To be done:
• 1. In the forum thread on storing comb, retype the passage between "Whenever I see" and "with + -12 hives.", inclusive.
• 2. In the forum thread on storing comb, what does the reply from snl say to spray on to deal with wax moths?
• 3. Translate this sentence from the forum thread on storing comb into Spanish: "Whenever I see eggs or web I put the frame in my freezer which holds 6 frames."

I'm struggling storing mine as well. I have 30 boxes at this point and not sure how to handle it. What I have been doing is putting 3 boxes in the freezer at a time for 24 hours, take them out and just leave them open air in my garage. I will just continue rotating all 30 until we get freezing weather then move under the lean to with a top cover and let it freeze through winter.


----------



## snl

Research BT. Spray it on and you’re done with wax moths.


----------



## Jadeguppy

Other than wax moths, what other pests need taken into consideration?


----------



## 1102009

I check once a week, i have empty comb, dry, empty comb extracted, brood comb with honey domes from deadouts, capped honey frames for feeding, frames with honey filled starter stripes from cutting out comb.
The wax moth used no dry comb so far.
Whenever I see eggs or web I put the frame in my freezer which holds 6 frames. Take out after 24 hours and store again. Holds this at bay.
I have a bait sticky paper with pheromones which baits other moths, which also use comb sometimes.
In winter if there is frost I put the combs into boxes and on the outdoors and back.

I plan to make a bait trap for them next year using old pollen brood comb pieces. Check every day and feed the larva to my chicken. These I could use as swarm bait too.
Much work, but it´s ok with + -12 hives.

Stored data:
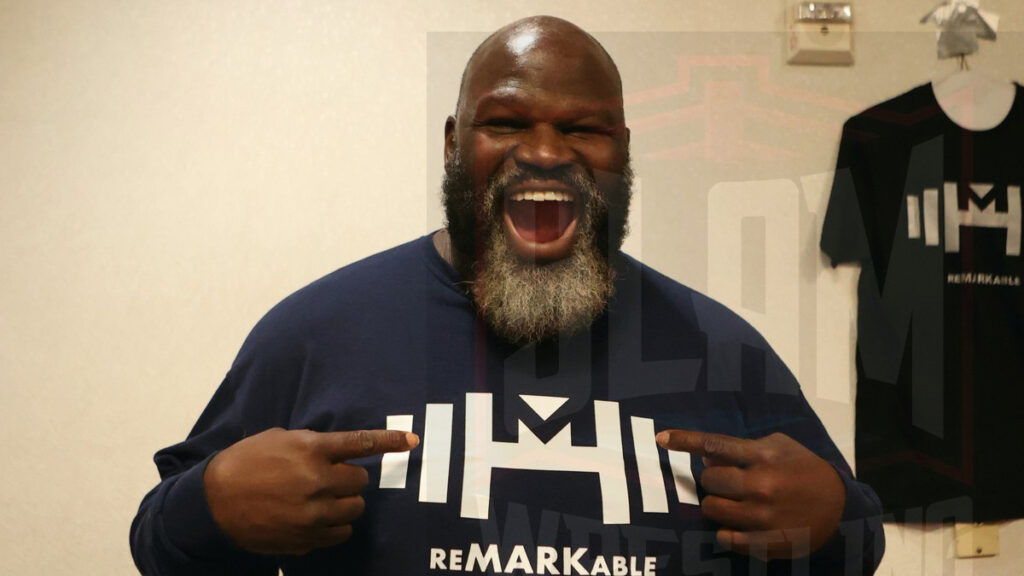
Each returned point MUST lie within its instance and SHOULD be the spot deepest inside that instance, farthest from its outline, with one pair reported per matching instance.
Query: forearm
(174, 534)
* * *
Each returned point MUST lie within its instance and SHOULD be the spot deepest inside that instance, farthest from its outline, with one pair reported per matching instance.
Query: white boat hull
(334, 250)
==
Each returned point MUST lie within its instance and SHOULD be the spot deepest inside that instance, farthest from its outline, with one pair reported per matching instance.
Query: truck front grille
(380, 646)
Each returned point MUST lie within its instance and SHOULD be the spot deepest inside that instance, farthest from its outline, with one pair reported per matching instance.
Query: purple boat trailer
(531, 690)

Answers to each task:
• 1.
Whenever I see eggs or web I put the frame in my freezer which holds 6 frames. Take out after 24 hours and store again. Holds this at bay.
I have a bait sticky paper with pheromones which baits other moths, which also use comb sometimes.
In winter if there is frost I put the combs into boxes and on the outdoors and back.

I plan to make a bait trap for them next year using old pollen brood comb pieces. Check every day and feed the larva to my chicken. These I could use as swarm bait too.
Much work, but it´s ok with + -12 hives.

• 2. BT

• 3. Cada vez que veo huevos o telaraña, pongo el cuadro en mi congelador, que tiene capacidad para 6 cuadros.